Print all of the records. Exclude the images.

**EXTRACTED DATA:**
------------------------------------

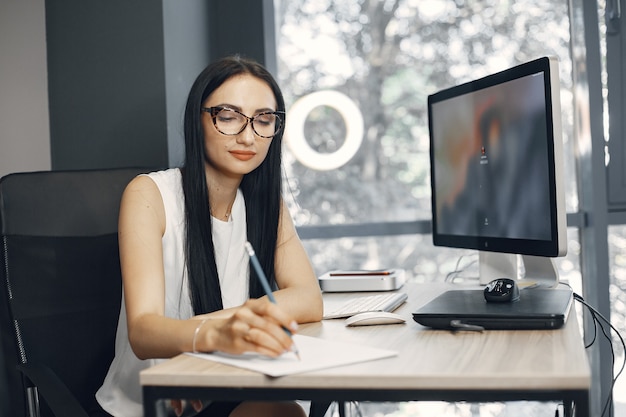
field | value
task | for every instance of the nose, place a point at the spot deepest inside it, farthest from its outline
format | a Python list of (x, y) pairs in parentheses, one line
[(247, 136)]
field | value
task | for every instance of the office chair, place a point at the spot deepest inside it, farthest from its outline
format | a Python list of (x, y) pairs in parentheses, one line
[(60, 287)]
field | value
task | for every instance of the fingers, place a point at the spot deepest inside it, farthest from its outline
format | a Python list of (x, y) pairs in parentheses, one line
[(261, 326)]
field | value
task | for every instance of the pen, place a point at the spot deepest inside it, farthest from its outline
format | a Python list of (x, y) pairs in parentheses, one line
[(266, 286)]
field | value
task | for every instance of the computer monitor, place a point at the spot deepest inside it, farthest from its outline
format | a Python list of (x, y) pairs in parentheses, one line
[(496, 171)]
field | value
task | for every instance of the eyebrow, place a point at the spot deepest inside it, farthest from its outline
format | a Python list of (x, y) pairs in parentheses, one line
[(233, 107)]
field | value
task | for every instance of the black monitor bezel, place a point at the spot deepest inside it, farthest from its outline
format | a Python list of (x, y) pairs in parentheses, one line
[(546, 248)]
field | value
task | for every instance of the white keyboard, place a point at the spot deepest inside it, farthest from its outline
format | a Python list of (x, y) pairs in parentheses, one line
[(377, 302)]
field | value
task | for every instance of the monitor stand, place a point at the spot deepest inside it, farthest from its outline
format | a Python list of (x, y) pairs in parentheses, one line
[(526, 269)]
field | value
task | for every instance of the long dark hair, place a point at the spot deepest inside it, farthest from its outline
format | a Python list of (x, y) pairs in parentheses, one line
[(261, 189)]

------------------------------------

**RESPONSE:**
field | value
task | for every instance of the nose, place a point at the spot deepest inside it, farthest from its outline
format | a Python list of (x, y) pairs in parentheses, one line
[(247, 136)]
field | value
task | for every instance of the office chair, place a point at the spot deepest inside it, farthest from its outline
format | a Python list of (x, y) pairs in parentheses, one line
[(60, 287)]
field | value
task | for every instance of the fingers, place a point at the spot deepest inside it, farthest from its outline
format | a Python list of (x, y) pairs in parentheses, one line
[(261, 326)]
field | value
task | for every instance of the pen, place a point at the spot deepest inside it, farthest from its outline
format | a Python list of (x, y) pairs in parentheses, one line
[(266, 286)]
field | value
task | for every instance of the computer monitor, place a point at the spot deepest inside it, farthest from its outline
format | a Python list of (x, y) pairs in parentheses, one line
[(496, 171)]
field | value
task | for every instance of the eyebrow, place a point at the spot deepest inside it, farthest from its outline
format | a Python list of (x, y) pairs in parentheses, one line
[(233, 107)]
field | value
task | for every instance of the black monitor bezel, place a point at the spot deepest inside it, farthest from its outline
format | a Python list of (x, y) pairs in parentheses, one line
[(546, 248)]
field | value
task | for every instance of the white keyboard, place a point at the spot deepest inside it, farthest from its outline
format | a Python list of (x, y) pairs in parentheses, one line
[(377, 302)]
field | value
task | for every instance of the monitor stand, place a point at the spot deepest inside it, farthest from its outline
format | a Python list of (x, y) pairs in parentheses, one line
[(526, 269)]
field | value
task | for every instance of the long dark hair, place a point at the spot deepest inside it, farthest from its outline
format | a Python list of (x, y) pairs in parentheses, one line
[(261, 189)]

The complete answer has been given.